• [AUFGABE A] Nenne alle Themen, die sich laut dem Organisator im Textauszug über das Kinderparlament bisher herauskristallisiert haben.

• [TEXTAUSZUG]
=-=-=-=-=

Lange Zeit haben sich die Kids, wie 14 andere Arbeitsgruppen, auf das heute stattfindende Kinderparlament vorbereitet. Veranstalter ist der Senator für Wirtschaft und Technologie, Norbert Meisner. Zwei Stunden lang sollen Kinder und Jugendliche zwischen zehn und zwanzig Jahren die Möglichkeit bekommen, den Senator und die entwicklungspolitischen Sprecher verschiedener Parteien zu befragen. „Bisher haben sich die Themen Umwelt, Menschen- und Kinderrechte, Wirtschaft und Krieg herauskristallisiert“, sagt Organisator Peter Gustavus.

Der Begriff Parlament trifft auf diese Veranstaltung allerdings nicht zu. Die Kids haben noch nicht einmal beratende Funktion. Sie dürfen zwar Erwachsensein spielen und wie echte Parlamentarier im Abgeordnetenhaus sitzen, doch mehr als eine Fragestunde ist nicht geplant. Eine Jugendgruppe hat daraus Konsequenzen gezogen: „Da sie befürchteten, daß die Veranstaltung über ein Medienspektakel nicht hinausgeht, haben sie sich wieder zurückgezogen“, erzählt Gustavus.

=-=-=-=-=

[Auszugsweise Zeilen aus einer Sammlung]
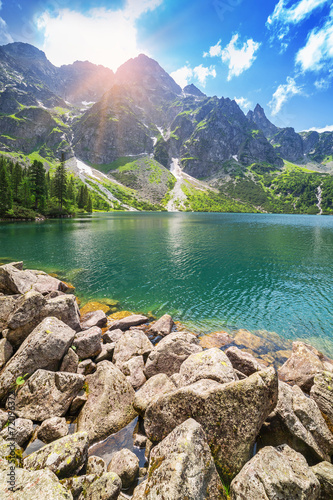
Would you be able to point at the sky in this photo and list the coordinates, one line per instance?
(278, 53)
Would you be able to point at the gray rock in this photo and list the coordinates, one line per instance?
(304, 363)
(109, 406)
(132, 343)
(65, 457)
(6, 352)
(243, 361)
(276, 473)
(297, 421)
(170, 353)
(210, 364)
(41, 484)
(52, 429)
(324, 473)
(230, 414)
(181, 466)
(126, 323)
(154, 387)
(162, 326)
(88, 343)
(70, 362)
(126, 464)
(43, 348)
(95, 318)
(47, 394)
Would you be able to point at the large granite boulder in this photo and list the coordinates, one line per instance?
(170, 353)
(47, 394)
(65, 457)
(276, 473)
(302, 366)
(42, 349)
(210, 364)
(109, 406)
(182, 466)
(297, 421)
(230, 414)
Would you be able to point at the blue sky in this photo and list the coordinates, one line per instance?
(275, 52)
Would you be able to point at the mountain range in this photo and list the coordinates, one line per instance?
(137, 130)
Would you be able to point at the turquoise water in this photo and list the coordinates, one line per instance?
(212, 271)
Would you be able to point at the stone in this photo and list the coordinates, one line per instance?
(170, 353)
(127, 322)
(42, 349)
(154, 387)
(322, 393)
(88, 343)
(131, 343)
(95, 318)
(47, 394)
(86, 367)
(96, 465)
(109, 405)
(70, 362)
(162, 326)
(181, 466)
(65, 457)
(210, 364)
(324, 473)
(126, 464)
(20, 431)
(305, 362)
(276, 473)
(231, 415)
(244, 361)
(297, 421)
(41, 484)
(6, 352)
(52, 429)
(133, 369)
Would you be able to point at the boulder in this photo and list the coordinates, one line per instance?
(126, 464)
(322, 393)
(276, 473)
(65, 457)
(20, 431)
(133, 369)
(244, 361)
(52, 429)
(43, 348)
(210, 364)
(305, 362)
(88, 343)
(230, 414)
(324, 473)
(109, 406)
(47, 394)
(94, 318)
(33, 486)
(297, 421)
(182, 466)
(162, 326)
(126, 323)
(156, 386)
(170, 353)
(131, 343)
(6, 352)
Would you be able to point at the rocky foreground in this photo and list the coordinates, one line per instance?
(214, 424)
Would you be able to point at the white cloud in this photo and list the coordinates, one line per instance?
(243, 103)
(184, 75)
(239, 59)
(102, 36)
(283, 93)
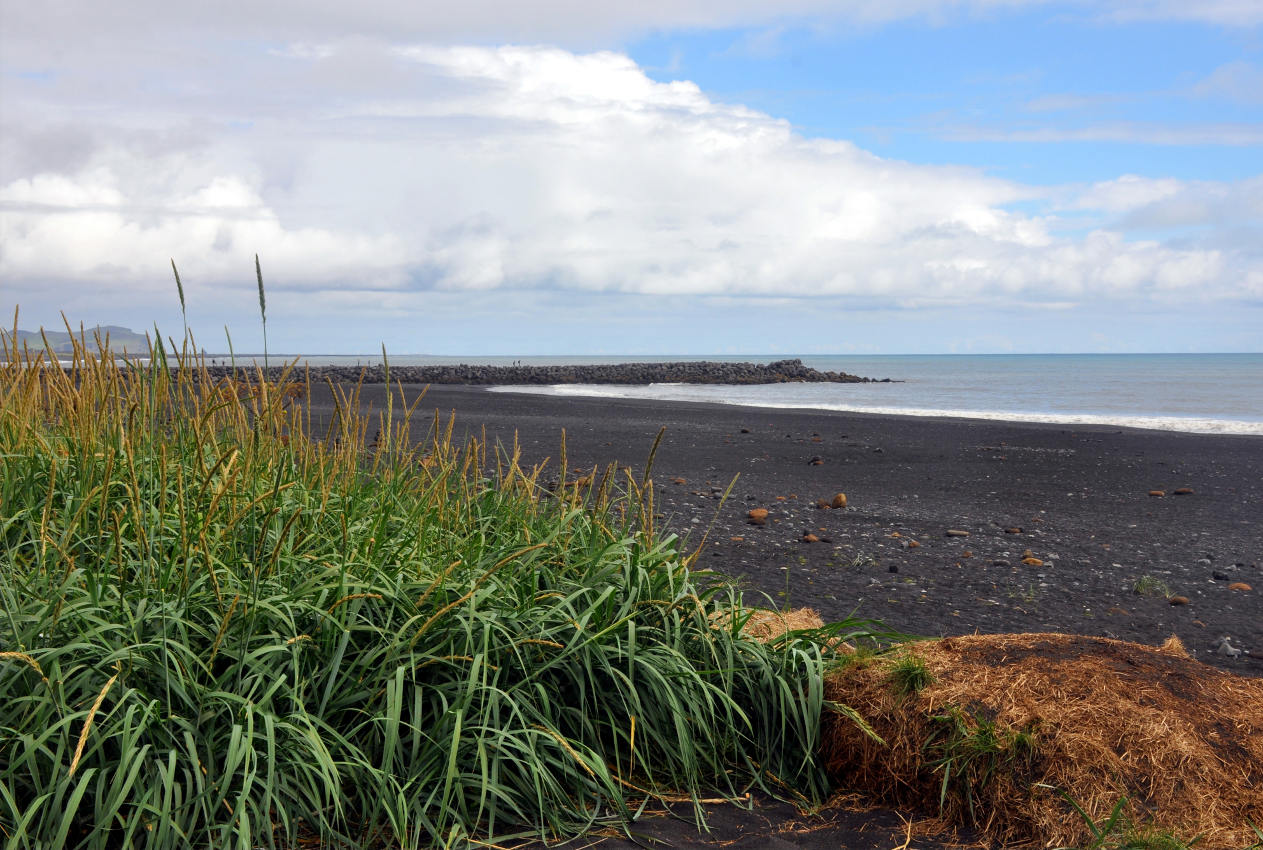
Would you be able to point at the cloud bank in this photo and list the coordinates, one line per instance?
(436, 168)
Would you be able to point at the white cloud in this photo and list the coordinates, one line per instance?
(33, 29)
(515, 168)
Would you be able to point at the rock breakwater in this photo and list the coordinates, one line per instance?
(701, 371)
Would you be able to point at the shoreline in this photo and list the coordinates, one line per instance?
(1076, 498)
(1000, 417)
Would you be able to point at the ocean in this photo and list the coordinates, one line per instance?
(1199, 393)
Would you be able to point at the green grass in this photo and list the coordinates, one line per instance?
(908, 673)
(969, 750)
(220, 630)
(1119, 832)
(1149, 586)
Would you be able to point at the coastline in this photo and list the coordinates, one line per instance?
(1075, 496)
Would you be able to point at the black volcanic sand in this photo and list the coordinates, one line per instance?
(1076, 498)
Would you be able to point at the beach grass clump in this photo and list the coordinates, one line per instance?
(1151, 586)
(1057, 740)
(220, 629)
(908, 673)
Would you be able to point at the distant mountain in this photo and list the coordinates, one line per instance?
(123, 340)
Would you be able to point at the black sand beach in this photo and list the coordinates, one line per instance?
(1061, 524)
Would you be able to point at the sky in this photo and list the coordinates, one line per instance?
(692, 177)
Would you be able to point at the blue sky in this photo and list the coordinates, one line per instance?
(688, 177)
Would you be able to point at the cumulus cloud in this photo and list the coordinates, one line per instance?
(406, 169)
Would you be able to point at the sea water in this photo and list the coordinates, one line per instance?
(1204, 393)
(1200, 393)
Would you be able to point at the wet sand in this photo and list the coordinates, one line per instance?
(1061, 528)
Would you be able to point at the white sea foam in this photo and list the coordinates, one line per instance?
(792, 397)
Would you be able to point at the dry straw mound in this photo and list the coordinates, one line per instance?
(1004, 728)
(768, 625)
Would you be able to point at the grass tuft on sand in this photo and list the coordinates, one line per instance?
(220, 629)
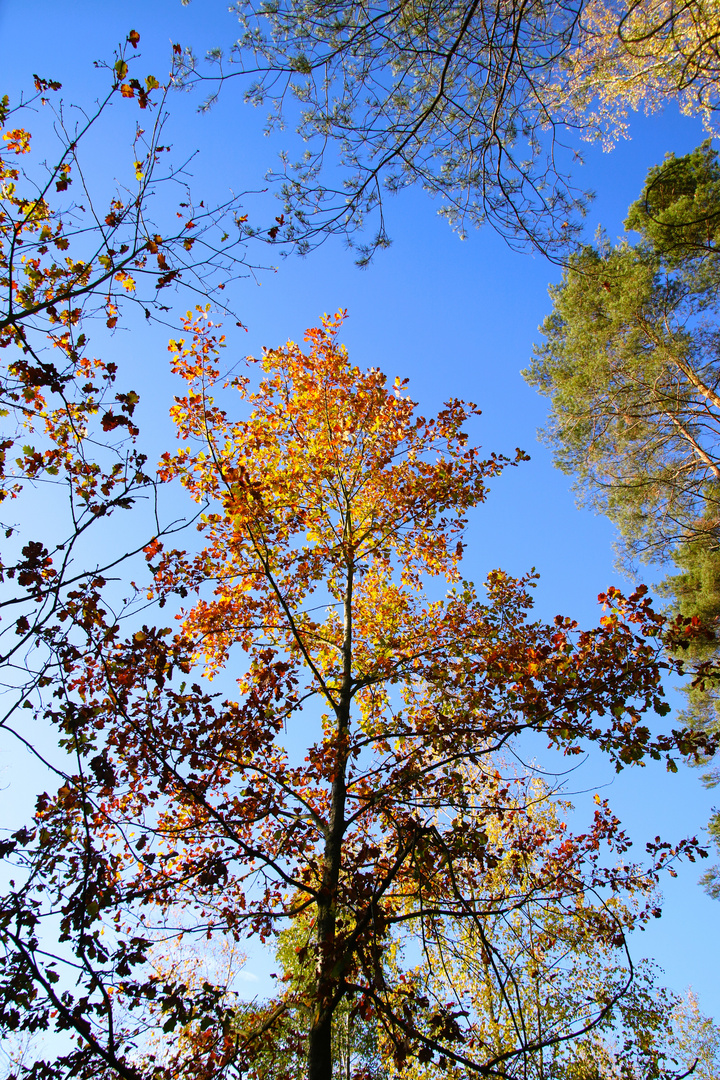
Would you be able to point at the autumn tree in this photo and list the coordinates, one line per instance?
(634, 55)
(81, 255)
(353, 788)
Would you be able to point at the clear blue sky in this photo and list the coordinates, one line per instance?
(459, 319)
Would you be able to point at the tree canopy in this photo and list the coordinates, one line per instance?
(630, 366)
(483, 104)
(347, 795)
(353, 791)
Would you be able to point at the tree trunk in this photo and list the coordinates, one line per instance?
(320, 1042)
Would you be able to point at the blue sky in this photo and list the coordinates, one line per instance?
(458, 319)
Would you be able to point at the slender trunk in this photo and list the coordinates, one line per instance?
(320, 1042)
(705, 458)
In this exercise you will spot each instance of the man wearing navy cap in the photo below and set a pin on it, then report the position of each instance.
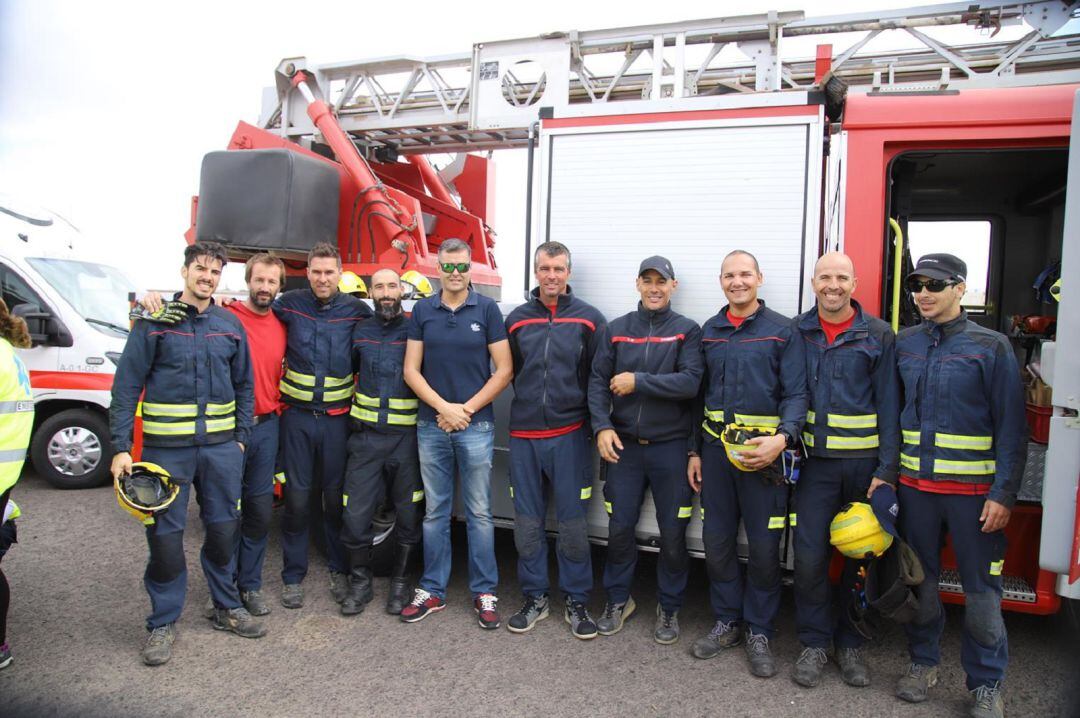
(645, 377)
(961, 458)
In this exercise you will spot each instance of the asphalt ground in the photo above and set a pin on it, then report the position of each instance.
(78, 608)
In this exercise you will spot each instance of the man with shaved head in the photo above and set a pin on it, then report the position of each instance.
(382, 448)
(852, 444)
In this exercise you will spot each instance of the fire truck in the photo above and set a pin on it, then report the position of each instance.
(885, 135)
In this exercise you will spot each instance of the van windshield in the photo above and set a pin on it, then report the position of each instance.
(97, 292)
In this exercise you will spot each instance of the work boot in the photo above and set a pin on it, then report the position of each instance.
(916, 685)
(723, 635)
(339, 585)
(581, 624)
(292, 595)
(666, 628)
(360, 593)
(615, 614)
(239, 621)
(988, 703)
(254, 601)
(759, 655)
(400, 593)
(807, 668)
(534, 609)
(853, 669)
(159, 645)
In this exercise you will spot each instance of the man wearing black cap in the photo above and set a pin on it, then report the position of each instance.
(962, 452)
(645, 377)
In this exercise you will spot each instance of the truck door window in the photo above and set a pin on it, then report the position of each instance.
(969, 240)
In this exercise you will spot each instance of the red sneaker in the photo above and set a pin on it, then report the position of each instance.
(422, 605)
(487, 612)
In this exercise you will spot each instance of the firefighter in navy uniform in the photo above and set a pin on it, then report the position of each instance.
(645, 378)
(755, 395)
(553, 338)
(382, 449)
(963, 442)
(197, 420)
(316, 390)
(852, 444)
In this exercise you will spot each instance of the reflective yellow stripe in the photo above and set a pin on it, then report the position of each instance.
(970, 468)
(169, 429)
(756, 420)
(296, 393)
(185, 410)
(220, 424)
(364, 400)
(302, 379)
(963, 442)
(852, 420)
(218, 409)
(851, 442)
(337, 394)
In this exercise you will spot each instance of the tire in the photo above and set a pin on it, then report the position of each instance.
(71, 449)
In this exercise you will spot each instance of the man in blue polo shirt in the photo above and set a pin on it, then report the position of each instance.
(454, 338)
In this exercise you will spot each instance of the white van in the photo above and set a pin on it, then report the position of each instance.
(77, 311)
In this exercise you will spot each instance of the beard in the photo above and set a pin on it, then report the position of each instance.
(388, 309)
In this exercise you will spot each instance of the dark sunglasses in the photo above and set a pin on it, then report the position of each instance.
(915, 286)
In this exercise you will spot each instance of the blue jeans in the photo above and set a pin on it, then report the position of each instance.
(470, 451)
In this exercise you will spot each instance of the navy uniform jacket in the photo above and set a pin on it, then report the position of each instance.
(663, 350)
(198, 380)
(553, 357)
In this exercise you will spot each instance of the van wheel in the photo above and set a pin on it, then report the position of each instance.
(71, 449)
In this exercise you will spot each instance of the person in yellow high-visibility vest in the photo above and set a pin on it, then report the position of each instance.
(16, 419)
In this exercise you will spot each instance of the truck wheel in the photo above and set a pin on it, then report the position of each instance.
(71, 449)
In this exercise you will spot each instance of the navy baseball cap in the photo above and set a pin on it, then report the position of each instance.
(886, 507)
(945, 267)
(658, 263)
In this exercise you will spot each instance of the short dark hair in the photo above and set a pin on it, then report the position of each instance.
(552, 249)
(757, 267)
(453, 244)
(264, 258)
(207, 249)
(324, 249)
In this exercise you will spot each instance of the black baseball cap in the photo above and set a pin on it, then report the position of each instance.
(941, 267)
(658, 263)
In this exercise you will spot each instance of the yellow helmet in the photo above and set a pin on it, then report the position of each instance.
(858, 533)
(350, 283)
(416, 285)
(734, 437)
(145, 492)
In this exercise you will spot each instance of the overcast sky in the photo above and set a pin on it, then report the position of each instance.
(107, 108)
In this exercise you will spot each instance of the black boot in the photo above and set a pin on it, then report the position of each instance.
(400, 588)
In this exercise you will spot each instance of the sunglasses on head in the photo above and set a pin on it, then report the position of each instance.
(915, 286)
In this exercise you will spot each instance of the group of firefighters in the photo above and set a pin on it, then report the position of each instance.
(363, 405)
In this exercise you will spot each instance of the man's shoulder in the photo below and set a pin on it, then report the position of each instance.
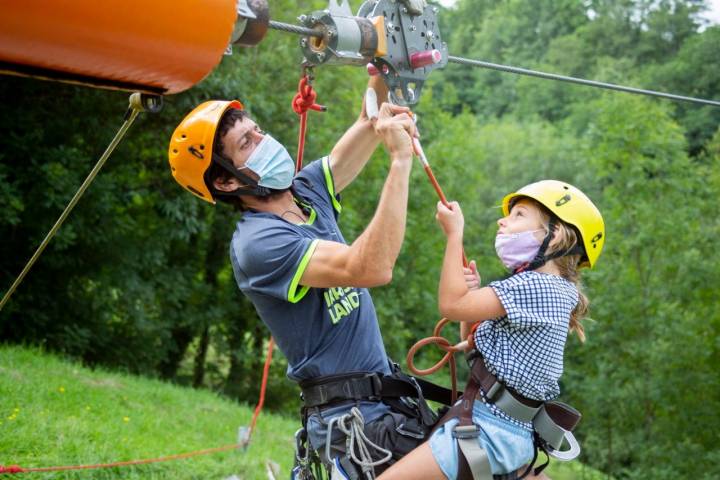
(254, 229)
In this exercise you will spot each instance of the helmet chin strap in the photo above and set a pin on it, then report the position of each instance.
(541, 259)
(251, 189)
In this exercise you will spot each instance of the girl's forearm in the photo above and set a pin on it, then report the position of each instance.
(452, 280)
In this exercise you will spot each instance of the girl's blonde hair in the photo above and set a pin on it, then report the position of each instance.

=-=-=-=-=

• [AUFGABE B] Ersetze in den Datenzeilen ab der Zeile mit „In this exercise you will spot each instance of the helmet“ bis einschließlich zur letzten Datenzeile „in the photo above“ durch „in the image above“. Gib nur diese Zeilen wieder und lass alles andere unverändert.

• [ENDGÜLTIGE ANTWORT A]
Umwelt
Menschenrechte
Kinderrechte
Wirtschaft
Krieg

• [ENDGÜLTIGE ANTWORT B]
In this exercise you will spot each instance of the helmet chin strap in the image above and set a pin on it, then report the position of each instance.
(541, 259)
(251, 189)
In this exercise you will spot each instance of the girl's forearm in the image above and set a pin on it, then report the position of each instance.
(452, 280)
In this exercise you will spot each instance of the girl's blonde hair in the image above and set a pin on it, then report the position of each instance.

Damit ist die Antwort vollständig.